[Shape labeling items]
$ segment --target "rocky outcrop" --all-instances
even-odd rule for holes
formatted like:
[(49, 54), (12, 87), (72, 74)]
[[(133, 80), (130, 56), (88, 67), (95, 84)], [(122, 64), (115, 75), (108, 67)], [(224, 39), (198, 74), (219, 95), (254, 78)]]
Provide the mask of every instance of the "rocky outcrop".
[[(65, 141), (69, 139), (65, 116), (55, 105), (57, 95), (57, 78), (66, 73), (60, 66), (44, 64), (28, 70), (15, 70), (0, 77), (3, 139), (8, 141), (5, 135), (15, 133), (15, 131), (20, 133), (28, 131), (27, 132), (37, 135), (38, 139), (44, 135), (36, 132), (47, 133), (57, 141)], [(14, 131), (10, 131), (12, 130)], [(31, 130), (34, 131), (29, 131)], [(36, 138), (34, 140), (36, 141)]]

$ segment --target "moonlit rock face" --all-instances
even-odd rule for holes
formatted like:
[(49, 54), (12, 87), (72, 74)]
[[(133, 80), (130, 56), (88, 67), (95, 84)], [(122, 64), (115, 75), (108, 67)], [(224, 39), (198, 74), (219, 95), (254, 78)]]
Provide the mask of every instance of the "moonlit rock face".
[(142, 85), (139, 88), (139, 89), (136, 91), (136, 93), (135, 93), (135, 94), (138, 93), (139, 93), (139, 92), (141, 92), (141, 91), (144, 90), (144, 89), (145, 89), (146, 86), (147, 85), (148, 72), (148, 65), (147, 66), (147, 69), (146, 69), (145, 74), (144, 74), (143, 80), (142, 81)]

## Exercise
Recast the items above as a JSON list of strings, with one string for each line and no strings for blank lines.

## Task solution
[
  "$ segment --target \"rocky outcrop\" --all-instances",
  "even-odd rule for holes",
  "formatted like:",
  "[(49, 54), (12, 87), (72, 74)]",
  "[[(133, 80), (130, 56), (88, 67), (95, 84)], [(122, 64), (115, 75), (108, 67)], [(224, 39), (198, 74), (219, 95), (254, 78)]]",
  "Provide the mask of every instance of the \"rocky outcrop\".",
  "[[(65, 141), (69, 139), (65, 116), (55, 105), (57, 95), (57, 78), (66, 73), (60, 66), (44, 64), (28, 70), (15, 70), (0, 77), (3, 139), (8, 141), (5, 135), (15, 133), (15, 131), (20, 133), (28, 131), (27, 132), (37, 135), (38, 139), (44, 135), (36, 132), (47, 133), (57, 141)], [(14, 131), (10, 131), (12, 130)], [(31, 130), (34, 131), (29, 131)], [(36, 138), (34, 140), (36, 141)]]",
  "$ segment --target \"moonlit rock face\" --all-instances",
  "even-odd rule for holes",
  "formatted like:",
  "[(49, 54), (12, 87), (72, 74)]",
  "[[(133, 80), (130, 56), (88, 67), (95, 84)], [(122, 64), (115, 75), (108, 67)], [(224, 39), (198, 74), (219, 95), (254, 78)]]",
  "Provide the mask of every instance of the \"moonlit rock face\".",
  "[(142, 85), (139, 88), (139, 89), (136, 91), (136, 93), (135, 93), (135, 94), (138, 93), (139, 93), (139, 92), (141, 92), (141, 91), (144, 90), (144, 89), (145, 89), (146, 86), (147, 85), (148, 72), (148, 65), (147, 66), (147, 69), (146, 69), (145, 74), (144, 74), (143, 80), (142, 81)]"
]